And I’m not sure why this applies: “this goes beyond” what Apple has, because they do have hardware support for decoding several compressed codecs (also I’ll note that ProRes is also compressed). Other than streaming, when are you going to need that kind of encode performance? Or what other codecs are you expecting will suddenly pop up by not requiring ASICs?

Also how does this remove degradation when going between apps? Are you envisioning this enables Blender to stream to an NLE without first writing a file to disk?

[−] pandaforce 57d ago

> A crash mid video write out can corrupt a lengthy render. With image sequences you only lose the current frame.

You wouldn't contain FFv1 in MP4, the only format incompetent enough for such corruption.

Apple has an interest against people using codecs that they get no fees from. And Apple don't have a lossless codec. So they don't offer lossless compressed video acceleration.

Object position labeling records
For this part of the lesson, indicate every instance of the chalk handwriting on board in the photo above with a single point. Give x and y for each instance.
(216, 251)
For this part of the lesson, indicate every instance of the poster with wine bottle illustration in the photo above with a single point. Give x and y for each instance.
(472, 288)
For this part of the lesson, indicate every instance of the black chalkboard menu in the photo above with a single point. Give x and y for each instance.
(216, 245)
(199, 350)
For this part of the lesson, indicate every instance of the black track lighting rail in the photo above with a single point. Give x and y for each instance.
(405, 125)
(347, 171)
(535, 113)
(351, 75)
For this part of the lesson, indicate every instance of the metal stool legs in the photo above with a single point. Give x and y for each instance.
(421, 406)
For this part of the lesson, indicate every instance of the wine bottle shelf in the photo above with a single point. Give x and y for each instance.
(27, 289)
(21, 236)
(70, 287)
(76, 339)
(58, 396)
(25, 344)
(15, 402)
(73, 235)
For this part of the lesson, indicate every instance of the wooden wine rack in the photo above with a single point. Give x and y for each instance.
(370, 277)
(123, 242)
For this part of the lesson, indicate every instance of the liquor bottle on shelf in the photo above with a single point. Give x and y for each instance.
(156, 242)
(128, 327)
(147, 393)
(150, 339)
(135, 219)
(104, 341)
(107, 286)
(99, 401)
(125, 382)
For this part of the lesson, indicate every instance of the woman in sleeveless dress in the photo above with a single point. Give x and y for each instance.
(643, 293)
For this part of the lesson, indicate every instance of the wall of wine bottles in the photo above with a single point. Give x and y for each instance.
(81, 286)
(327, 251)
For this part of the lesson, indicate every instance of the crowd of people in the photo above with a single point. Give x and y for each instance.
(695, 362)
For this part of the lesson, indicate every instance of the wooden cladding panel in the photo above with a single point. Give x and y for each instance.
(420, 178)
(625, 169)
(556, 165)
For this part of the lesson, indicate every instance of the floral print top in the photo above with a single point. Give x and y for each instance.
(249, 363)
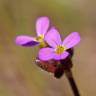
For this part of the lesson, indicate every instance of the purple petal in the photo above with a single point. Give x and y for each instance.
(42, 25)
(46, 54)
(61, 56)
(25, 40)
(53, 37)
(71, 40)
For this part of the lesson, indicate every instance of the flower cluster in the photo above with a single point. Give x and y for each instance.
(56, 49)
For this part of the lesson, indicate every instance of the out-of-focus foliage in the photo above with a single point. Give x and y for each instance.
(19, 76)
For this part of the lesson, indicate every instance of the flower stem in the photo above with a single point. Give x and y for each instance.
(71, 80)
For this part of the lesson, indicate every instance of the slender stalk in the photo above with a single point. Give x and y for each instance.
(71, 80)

Work instructions:
(1) Reproduce the part of the video codec discussion from "Also how does" up to and including "for such corruption.".
(2) Carry on the forum discussion about video codecs from the point where it stops.

Responses:
(1)
Also how does this remove degradation when going between apps? Are you envisioning this enables Blender to stream to an NLE without first writing a file to disk?

[−] pandaforce 57d ago

> A crash mid video write out can corrupt a lengthy render. With image sequences you only lose the current frame.

You wouldn't contain FFv1 in MP4, the only format incompetent enough for such corruption.

(2)
The idea is that when working as a part of a team, and you get handed a CG render, you can avoid sending a huge .tar or .zip file full of TIFF which you then decompress, or ProRes which loses quality, particularly when in a linear colorspace like ACEScg.

[−] dagmx 57d ago
I’m curious what kind of teams you’re working in that you’re handing compressed archives of image sequences? And using tiff vs EXR (unless you mean purely after compositing)?

Another reason to use image sequences is that it’s easier to re-render just a portion of the sequence easily. Granted this can be done with video too, but has higher overhead.

But even then why does the GPU encoding change the fact that you’d send it to another NLE? I just feel like there are a lots of jump in thought process here.

[−] jobigoud 57d ago
I thought an industry standard was to use proxy files. Open source editor Shotcut use them for example. Create a low resolution + intra-frame only version of the file for very fast scrubbing, make your edits on that, and when done the edit list is applied to the full resolution rushes to produce the output.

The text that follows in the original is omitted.